> [DOCUMENT EXCERPT]
--- START ---

Research bureaucracy in the United Kingdom: Seeking a balance: response from the Department of Health and CORECBMJ 2004; 329 doi: https://doi.org/10.1136/bmj.329.7466.622 (Published 09 September 2004) Cite this as: BMJ 2004;329:622
- John Pattison, director of research and development (Sally.Bishop@doh.gsi.gov.uk),
- Terry Stacey, director
- Department of Health, London SW1A 2NS
- Central Office of Research Ethics Committees, London W2 3QR
EDITOR—Several articles about research ethics committees in the issue of 31 July have been constructive in advising about the need for change. Others have been less helpful, especially when based on error or misconception.

--- END ---

> [STORED DATA]
--- START ---

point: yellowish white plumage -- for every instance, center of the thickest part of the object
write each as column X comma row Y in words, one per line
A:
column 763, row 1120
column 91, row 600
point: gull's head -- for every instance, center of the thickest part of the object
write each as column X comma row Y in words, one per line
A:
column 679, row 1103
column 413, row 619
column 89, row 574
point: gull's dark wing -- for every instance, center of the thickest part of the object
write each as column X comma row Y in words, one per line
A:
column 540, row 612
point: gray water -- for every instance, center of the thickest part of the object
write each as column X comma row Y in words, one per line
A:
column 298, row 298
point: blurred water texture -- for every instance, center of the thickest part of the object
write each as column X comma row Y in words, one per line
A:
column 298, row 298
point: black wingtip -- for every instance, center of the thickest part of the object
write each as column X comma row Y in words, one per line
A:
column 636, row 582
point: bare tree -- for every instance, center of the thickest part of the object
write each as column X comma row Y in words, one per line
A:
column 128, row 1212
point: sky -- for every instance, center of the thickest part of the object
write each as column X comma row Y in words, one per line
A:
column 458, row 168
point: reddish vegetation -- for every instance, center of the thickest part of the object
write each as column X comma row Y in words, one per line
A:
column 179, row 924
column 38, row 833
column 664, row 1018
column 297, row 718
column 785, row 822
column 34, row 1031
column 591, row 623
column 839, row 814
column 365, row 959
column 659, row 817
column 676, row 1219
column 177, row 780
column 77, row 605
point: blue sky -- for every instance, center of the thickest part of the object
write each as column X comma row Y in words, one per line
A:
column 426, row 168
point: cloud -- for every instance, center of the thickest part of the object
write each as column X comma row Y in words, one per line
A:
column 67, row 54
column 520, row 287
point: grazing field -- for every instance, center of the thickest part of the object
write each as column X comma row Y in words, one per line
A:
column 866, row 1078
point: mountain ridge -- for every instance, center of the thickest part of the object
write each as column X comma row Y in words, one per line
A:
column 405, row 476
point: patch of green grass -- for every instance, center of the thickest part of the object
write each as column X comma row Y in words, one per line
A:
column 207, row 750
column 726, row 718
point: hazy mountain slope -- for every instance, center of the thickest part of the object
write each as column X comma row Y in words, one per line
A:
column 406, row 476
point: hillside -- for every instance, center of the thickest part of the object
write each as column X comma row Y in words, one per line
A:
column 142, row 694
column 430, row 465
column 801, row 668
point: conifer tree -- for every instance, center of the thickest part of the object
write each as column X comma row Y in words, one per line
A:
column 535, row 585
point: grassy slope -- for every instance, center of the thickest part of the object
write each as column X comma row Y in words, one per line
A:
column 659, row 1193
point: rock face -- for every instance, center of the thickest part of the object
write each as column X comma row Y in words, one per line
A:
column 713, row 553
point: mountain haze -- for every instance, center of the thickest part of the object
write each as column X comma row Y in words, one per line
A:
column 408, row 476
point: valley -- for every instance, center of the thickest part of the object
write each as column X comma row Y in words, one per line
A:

--- END ---

> [WHAT TO DO] Carry on the BMJ letter on research bureaucracy and ethics committees from its final sentence. The entries have no connection to the letter on UK research bureaucracy.

> [RESPONSE AREA]
Nicholson claimed that research ethics committees may be unable to function because of political control.1 There is not, and never has been, a proposal for “direct political control” of research ethics committee membership. The European Directive on Clinical Trials (directive 2001/20/EC) legally obliges all member states, including the United Kingdom, to “take the measures necessary for establishment and operation of ethics committees.” The newly created United Kingdom Ethics Committee Authority simply comprises the four ministers of the countries in the United Kingdom who have until now been separately responsible for their NHS research ethics committee systems. His claim that results of UK research could not now be used for regulatory purposes is simply unfounded.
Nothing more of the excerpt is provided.